Williamite War’s tragedy, cruelty and heroism retold in mud, blood and cordite

‘History is never written in ink. It is the squelch of wet earth, the cry of a soldier with his stomach ripped open, and the sweet stink of gunpowder’


History is littered with question marks, like bones under an ancient battlefield. What if a small band of half-dead Hospitalliers had not fought to the last man to hold Fort St Elmo in Malta 1565, crippling the Ottoman Sultan’s dream of invading Italy and sacking Rome? What if the great Armada of Philip II of Spain, who ruled half the world from a writing desk, had not been swept away as it scratched at England’s door in 1588? What if William of Orange, a moody and asthmatic prince who became the pivot of a continental war, had been standing three inches to the left when a pot shot from a Jacobite cannon clipped his shoulder by the River Boyne in Louth in July 1690? Borders, commerce, language, religion – so much of the way things are today, might have been something else. History is never written in ink. It is the squelch of wet earth, the cry of a soldier with his stomach ripped open, and the sweet stink of gunpowder.

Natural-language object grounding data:

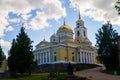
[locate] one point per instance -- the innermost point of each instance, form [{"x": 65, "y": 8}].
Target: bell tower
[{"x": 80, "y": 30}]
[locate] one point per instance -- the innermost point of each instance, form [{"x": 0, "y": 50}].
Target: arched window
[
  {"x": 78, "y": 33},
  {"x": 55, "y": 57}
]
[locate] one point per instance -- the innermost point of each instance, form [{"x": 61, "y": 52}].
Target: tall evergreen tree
--
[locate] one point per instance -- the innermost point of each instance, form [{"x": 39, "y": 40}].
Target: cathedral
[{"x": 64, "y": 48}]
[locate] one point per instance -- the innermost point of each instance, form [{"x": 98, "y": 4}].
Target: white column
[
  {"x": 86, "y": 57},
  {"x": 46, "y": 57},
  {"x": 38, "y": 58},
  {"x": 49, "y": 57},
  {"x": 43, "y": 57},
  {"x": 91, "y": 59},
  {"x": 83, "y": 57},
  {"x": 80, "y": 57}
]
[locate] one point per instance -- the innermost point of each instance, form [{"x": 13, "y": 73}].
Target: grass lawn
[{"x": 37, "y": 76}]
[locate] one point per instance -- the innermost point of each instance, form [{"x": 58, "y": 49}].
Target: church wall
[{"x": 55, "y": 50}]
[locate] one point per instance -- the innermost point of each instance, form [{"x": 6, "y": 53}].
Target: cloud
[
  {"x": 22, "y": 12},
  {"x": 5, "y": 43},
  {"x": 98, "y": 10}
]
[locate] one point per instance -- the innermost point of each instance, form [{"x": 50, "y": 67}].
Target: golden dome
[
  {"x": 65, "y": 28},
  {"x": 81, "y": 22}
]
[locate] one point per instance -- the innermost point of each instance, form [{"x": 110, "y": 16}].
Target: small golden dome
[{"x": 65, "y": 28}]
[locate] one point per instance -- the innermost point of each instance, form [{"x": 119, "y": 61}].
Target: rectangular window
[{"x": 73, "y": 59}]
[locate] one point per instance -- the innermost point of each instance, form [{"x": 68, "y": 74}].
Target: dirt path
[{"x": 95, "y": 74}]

TASKS
**a)** Using the Williamite War article, answer each question:
(i) Which fort did the band of Hospitalliers hold, and in what year?
(ii) Beside which river, and in which place, did a Jacobite cannon shot clip William of Orange's shoulder?
(iii) What three things does the article say history is written in instead of ink?
**b)** Decide whether each statement agrees with the Williamite War article. Give yes or no, and quote the words of the article that decide it.
(i) The great Armada of Philip II of Spain came to England in 1588.
(ii) William of Orange is described as a robust and healthy prince.
(iii) The article holds that history is written in ink.
The entries bear no relation to the Williamite War article.

RESULTS OF THE EXERCISE
**a)**
(i) Fort St Elmo in Malta, in 1565.
(ii) By the River Boyne in Louth, in July 1690.
(iii) The squelch of wet earth, the cry of a soldier with his stomach ripped open, and the sweet stink of gunpowder.

**b)**
(i) Yes: "had not been swept away as it scratched at England’s door in 1588"
(ii) No: "a moody and asthmatic prince"
(iii) No: "History is never written in ink."